» The problem:
Please reproduce the data below word for word, beginning at the line that contains "Keypoint guideline: for each instance of the observatory" and stopping after the final line of the data.

» Entries provided:
-----
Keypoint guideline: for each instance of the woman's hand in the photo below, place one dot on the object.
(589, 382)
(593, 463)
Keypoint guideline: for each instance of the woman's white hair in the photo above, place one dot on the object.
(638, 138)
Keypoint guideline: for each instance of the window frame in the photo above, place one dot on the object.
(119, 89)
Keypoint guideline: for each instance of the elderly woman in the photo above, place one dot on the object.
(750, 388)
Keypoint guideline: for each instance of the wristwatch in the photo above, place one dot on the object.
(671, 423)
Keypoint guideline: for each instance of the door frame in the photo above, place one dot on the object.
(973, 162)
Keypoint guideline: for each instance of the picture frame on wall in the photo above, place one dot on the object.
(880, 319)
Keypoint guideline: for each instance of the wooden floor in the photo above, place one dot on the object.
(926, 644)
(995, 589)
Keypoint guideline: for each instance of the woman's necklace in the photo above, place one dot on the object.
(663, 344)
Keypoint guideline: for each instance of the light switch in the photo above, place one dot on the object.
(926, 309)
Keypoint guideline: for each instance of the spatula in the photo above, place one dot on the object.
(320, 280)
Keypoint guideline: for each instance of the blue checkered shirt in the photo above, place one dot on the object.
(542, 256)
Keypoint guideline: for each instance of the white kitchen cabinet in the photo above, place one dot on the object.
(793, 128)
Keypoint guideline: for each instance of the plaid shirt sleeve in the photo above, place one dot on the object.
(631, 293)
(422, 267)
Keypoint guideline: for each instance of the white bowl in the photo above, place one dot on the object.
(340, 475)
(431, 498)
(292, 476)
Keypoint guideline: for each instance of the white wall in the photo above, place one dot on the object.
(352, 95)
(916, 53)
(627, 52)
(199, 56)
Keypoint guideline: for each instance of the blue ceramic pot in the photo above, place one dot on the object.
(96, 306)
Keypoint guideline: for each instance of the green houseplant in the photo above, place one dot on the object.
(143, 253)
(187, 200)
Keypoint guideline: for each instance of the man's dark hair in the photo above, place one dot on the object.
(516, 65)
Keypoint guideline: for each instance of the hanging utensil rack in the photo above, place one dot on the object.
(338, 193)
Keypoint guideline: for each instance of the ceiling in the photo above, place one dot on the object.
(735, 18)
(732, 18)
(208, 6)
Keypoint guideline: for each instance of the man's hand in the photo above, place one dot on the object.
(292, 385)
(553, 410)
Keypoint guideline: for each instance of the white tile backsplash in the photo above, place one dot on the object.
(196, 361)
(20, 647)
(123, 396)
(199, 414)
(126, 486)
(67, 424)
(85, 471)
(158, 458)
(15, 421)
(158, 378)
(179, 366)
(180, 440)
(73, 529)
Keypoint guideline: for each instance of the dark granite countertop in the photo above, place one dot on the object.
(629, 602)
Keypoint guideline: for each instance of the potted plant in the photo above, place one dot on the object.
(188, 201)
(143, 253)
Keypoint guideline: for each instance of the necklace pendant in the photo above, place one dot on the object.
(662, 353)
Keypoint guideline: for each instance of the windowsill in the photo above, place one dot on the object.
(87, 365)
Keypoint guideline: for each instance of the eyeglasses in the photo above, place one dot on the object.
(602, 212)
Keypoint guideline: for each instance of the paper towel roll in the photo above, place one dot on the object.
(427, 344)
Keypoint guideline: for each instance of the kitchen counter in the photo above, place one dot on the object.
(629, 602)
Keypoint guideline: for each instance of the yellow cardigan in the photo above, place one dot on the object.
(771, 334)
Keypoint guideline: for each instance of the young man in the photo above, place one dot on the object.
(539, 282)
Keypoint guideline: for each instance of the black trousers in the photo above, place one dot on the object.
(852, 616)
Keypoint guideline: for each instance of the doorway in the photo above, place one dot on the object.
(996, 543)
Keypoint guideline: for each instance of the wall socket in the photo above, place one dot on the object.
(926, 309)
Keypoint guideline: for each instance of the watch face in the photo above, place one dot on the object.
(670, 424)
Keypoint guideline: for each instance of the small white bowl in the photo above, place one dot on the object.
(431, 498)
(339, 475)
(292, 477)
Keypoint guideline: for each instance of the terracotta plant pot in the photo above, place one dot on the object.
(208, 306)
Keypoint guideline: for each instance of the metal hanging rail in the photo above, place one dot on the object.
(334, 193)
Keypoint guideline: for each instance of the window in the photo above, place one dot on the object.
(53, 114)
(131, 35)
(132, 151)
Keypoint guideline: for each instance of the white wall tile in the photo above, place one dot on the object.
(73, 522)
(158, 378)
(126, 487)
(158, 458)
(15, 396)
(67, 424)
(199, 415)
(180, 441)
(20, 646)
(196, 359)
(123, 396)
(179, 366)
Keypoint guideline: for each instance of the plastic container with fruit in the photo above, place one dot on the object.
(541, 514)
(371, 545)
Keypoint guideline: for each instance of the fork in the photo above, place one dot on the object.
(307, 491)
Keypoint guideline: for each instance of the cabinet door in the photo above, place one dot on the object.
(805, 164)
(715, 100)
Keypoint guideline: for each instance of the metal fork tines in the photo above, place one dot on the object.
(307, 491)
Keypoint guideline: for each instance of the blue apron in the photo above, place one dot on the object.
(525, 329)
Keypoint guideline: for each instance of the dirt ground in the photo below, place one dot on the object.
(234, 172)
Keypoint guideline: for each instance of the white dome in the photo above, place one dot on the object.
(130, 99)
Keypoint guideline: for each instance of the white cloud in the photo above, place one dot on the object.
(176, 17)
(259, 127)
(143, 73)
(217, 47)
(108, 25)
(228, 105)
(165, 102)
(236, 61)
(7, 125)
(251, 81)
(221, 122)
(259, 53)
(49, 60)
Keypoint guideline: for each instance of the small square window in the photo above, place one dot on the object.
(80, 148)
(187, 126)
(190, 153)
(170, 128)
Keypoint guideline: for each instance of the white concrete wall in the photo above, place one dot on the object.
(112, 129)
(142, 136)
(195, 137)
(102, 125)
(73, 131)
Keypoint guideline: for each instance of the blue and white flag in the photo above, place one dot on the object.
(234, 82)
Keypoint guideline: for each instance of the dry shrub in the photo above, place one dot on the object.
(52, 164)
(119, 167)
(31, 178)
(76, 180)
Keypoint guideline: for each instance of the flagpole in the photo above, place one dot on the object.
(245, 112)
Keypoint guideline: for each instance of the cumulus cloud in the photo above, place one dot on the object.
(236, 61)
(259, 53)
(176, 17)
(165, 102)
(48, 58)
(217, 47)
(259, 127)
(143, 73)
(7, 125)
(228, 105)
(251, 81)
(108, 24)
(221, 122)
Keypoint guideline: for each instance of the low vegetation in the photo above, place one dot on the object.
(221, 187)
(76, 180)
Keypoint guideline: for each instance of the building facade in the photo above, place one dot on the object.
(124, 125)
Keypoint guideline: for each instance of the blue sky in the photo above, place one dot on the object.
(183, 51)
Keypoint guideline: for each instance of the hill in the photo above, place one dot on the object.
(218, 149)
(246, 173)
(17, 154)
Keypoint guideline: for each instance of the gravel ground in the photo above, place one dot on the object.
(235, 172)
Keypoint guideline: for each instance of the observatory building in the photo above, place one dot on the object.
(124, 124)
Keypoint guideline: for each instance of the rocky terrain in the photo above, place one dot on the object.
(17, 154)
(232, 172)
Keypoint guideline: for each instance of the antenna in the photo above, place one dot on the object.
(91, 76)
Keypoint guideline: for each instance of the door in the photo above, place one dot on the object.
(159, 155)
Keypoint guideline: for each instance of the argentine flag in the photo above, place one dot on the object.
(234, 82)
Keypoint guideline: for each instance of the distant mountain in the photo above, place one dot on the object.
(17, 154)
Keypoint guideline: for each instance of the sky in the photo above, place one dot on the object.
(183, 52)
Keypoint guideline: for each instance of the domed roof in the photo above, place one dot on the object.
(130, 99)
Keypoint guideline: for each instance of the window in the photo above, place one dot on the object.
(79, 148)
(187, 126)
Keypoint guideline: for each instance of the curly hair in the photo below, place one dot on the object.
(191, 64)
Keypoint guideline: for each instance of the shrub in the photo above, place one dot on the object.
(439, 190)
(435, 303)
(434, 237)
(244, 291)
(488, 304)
-----
» Finished answer:
Keypoint guideline: for each instance of the observatory building in the photo above, place one dot on the object.
(124, 124)
Keypoint guideline: for each instance of the rocky terrain in the photo above, place one dot on the object.
(17, 154)
(232, 172)
Keypoint guideline: for each instance of the antenna in the photo above, place one dot on the object.
(91, 76)
Keypoint guideline: for each instance of the door in the photo above, place one dot on the object.
(159, 155)
Keypoint guideline: for each instance of the argentine flag in the photo above, place one dot on the object.
(234, 82)
Keypoint guideline: for each instance of the distant mountain in the photo above, place one dot on the object.
(17, 154)
Keypoint guideline: for each instance of the sky in the photo above, place one dot on the object.
(183, 52)
Keypoint guideline: for each instance of the domed roof in the photo above, place one dot on the object.
(130, 99)
Keypoint guideline: for each instance of the window in the photo above, place one dot on the object.
(79, 148)
(187, 126)
Keypoint guideline: for each instance of the curly hair in the photo below, place one dot on the object.
(191, 64)
Keypoint guideline: for each instance of the shrub in the photo above, place one dot on the object.
(439, 190)
(435, 303)
(434, 237)
(244, 291)
(488, 304)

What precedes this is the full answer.